__TASK GOAL__: Leaving out the pictures, reproduce each record exactly and in full.

═══ RECORDS SHOWN

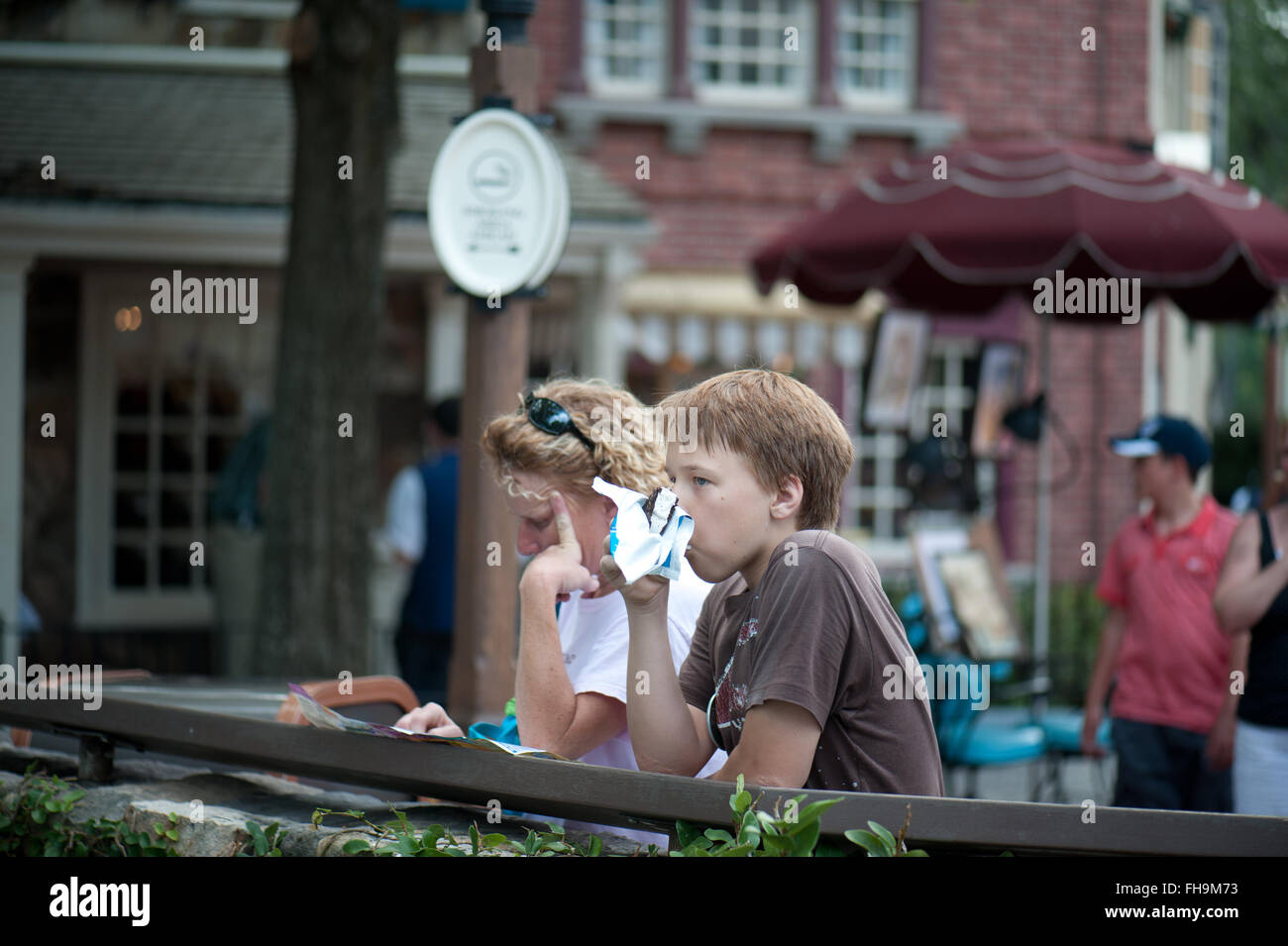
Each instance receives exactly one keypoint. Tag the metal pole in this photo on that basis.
(1042, 553)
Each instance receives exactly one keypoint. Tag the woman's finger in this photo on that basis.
(609, 573)
(567, 536)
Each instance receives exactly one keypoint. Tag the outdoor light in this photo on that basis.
(510, 17)
(1025, 420)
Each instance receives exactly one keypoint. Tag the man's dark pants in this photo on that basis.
(1164, 768)
(424, 658)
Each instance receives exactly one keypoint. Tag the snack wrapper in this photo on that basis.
(635, 547)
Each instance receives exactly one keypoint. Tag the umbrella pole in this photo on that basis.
(1042, 554)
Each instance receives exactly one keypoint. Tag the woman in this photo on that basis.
(572, 674)
(1253, 594)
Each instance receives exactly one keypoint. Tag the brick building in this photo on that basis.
(747, 113)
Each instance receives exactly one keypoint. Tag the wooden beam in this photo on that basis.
(635, 799)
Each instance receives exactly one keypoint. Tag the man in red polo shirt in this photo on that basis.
(1172, 700)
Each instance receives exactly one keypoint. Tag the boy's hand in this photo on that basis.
(644, 593)
(1090, 726)
(559, 568)
(1219, 748)
(430, 718)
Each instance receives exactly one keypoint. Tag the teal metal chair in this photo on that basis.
(1004, 734)
(971, 739)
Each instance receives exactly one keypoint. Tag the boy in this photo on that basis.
(794, 645)
(1172, 713)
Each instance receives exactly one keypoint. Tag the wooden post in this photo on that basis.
(496, 369)
(1271, 488)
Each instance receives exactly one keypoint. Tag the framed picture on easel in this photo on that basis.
(1001, 385)
(967, 600)
(898, 364)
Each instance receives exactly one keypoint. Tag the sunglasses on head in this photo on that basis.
(552, 417)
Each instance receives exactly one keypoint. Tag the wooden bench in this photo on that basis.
(623, 798)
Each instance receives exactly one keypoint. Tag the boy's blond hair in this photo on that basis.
(782, 429)
(631, 455)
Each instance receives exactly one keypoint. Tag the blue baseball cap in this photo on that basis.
(1167, 435)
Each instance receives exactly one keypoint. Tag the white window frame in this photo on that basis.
(99, 605)
(845, 58)
(595, 52)
(803, 58)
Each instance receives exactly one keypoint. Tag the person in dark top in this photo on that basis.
(421, 527)
(1252, 594)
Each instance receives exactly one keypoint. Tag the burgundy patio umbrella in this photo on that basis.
(956, 232)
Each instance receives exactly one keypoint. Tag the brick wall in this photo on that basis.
(1006, 68)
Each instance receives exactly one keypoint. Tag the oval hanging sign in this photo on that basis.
(497, 203)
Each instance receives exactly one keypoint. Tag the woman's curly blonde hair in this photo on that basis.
(629, 447)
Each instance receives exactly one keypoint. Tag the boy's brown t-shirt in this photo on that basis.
(820, 633)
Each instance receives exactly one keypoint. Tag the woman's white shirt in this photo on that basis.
(595, 640)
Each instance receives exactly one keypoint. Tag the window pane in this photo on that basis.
(175, 454)
(176, 396)
(129, 568)
(132, 452)
(130, 510)
(175, 571)
(175, 510)
(132, 400)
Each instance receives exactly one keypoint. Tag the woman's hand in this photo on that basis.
(647, 592)
(430, 718)
(559, 568)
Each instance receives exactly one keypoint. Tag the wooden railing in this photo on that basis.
(625, 798)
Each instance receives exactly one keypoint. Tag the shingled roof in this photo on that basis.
(215, 138)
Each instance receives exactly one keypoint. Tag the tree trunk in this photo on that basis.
(314, 611)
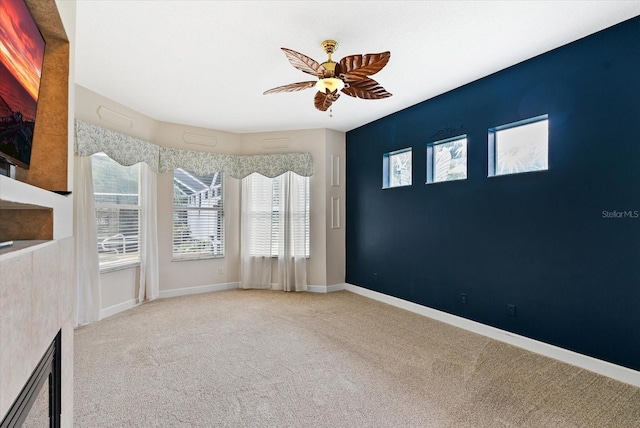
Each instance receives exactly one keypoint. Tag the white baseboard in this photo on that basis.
(116, 309)
(325, 288)
(199, 289)
(623, 374)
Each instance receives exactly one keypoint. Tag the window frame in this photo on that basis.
(121, 262)
(187, 256)
(492, 164)
(431, 159)
(386, 168)
(275, 183)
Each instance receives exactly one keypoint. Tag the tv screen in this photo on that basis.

══════

__YOUR SOLUTION__:
Each instance receives exactly one keypoint. Tag the metal pole in this photo on that basis.
(1042, 553)
Each instance receives exactly one keypoint. Tag the woman's finger in this photo on that basis.
(609, 573)
(567, 536)
Each instance receives exactly one keypoint. Tag the outdoor light in this photo on that basis.
(510, 17)
(1025, 420)
Each instance receives exactly one keypoint. Tag the man's dark pants in this photo on that basis.
(1164, 768)
(424, 658)
Each instance receives exactly one keypoint. Tag the snack wrapper in this photo on that basis.
(635, 547)
Each instance receives exactly one keypoint. Tag the umbrella pole in this photo on that basis.
(1042, 554)
Each instance receives exactly one keypoint. Tag the woman in this photo on that basis.
(572, 674)
(1253, 594)
Each instance receives exactly one keypoint. Tag the brick building in this photo on that basis.
(747, 113)
Each instance receives exactly one keypoint. Tag the wooden beam in this photo on that basis.
(635, 799)
Each instance receives exactly one keypoint. Tag the man in red polo shirt in this photo on that basis.
(1172, 700)
Each instance receives exactly one keypoint. Tag the boy's hand in this photo on that basis.
(644, 593)
(1090, 726)
(559, 568)
(1219, 748)
(430, 718)
Each instance receives exactly one keypoint. Tag the teal metal chair in this photo on that basis.
(1004, 734)
(971, 739)
Each instance receives exactly one keypoint. Tag the boy in this photo on that basis.
(794, 645)
(1172, 713)
Each instance receives exactly one keypoint. Tag the wooden post in this photo on that basis.
(496, 369)
(1271, 488)
Each instance receives exactly one keypoint. Tag the framed picture on easel in this photo on that basis.
(1001, 385)
(967, 600)
(898, 364)
Each instance receives exactly one keypoint. Tag the sunglasses on head in this photo on that basis.
(552, 417)
Each instance receives exactly one keypoint. Tag the wooden bench in this photo on that basis.
(623, 798)
Each instance receives exactly one keypoint. Tag the boy's blond hair in this photo on that basis.
(782, 429)
(631, 455)
Each instance receives exactly one keypoint. Tag the blue baseball cap in this photo on that basis.
(1167, 435)
Each instance receives exactly one keypoint. Tag the white window frame in this photo on that basis.
(99, 605)
(845, 58)
(595, 52)
(803, 58)
Each instance receives exactly one keypoint. Tag the person in dark top in this photo on that basis.
(421, 527)
(1252, 594)
Each instance receives exactly one keypoint. Tag the burgundy patio umbrella in this photo on that basis.
(956, 232)
Each instance receives exactly one keypoint. Tag the brick wall in this photo on that basis.
(1006, 68)
Each instance receives exactly one keypoint. Tag the oval hanging sign in this photo on that basis.
(497, 203)
Each instance receives exactly one keypoint. Tag the woman's curly blonde hair in this photo on that basis.
(629, 447)
Each instance receives exactly one keypoint. Tag the boy's brown t-shirt in this photo on that basis.
(820, 633)
Each instance receives exactly one keypoint. Tag the woman's white shirt in this photo on that basis.
(595, 640)
Each instance receives exactly one keypoint. Tag the window pane in this photo on that basis.
(175, 454)
(176, 396)
(129, 568)
(132, 452)
(130, 510)
(175, 571)
(175, 510)
(132, 400)
Each instance receives exactly one keypoint. Tag the woman's hand in this photo on that basis.
(647, 592)
(430, 718)
(559, 568)
Each instance receives exactly one keypoint. Tag the wooden railing in this photo on that basis.
(625, 798)
Each instance receives exactly one keypoint. Tag the shingled roof in this photo on that basis.
(215, 138)
Each instance receives exactly one keypoint. Tag the tree trunk in this photo on that basis.
(314, 611)
Each instance receives exactly one keypoint. Tag the white baseboard in this photo on that basis.
(116, 309)
(325, 288)
(199, 289)
(623, 374)
Each instance receives exactly one keypoint. Tag the window frame in this photo on that basis.
(121, 262)
(187, 256)
(492, 164)
(431, 159)
(386, 168)
(275, 183)
Each instance receives exactly one keypoint. Tag the tv screen in this photo on that basis.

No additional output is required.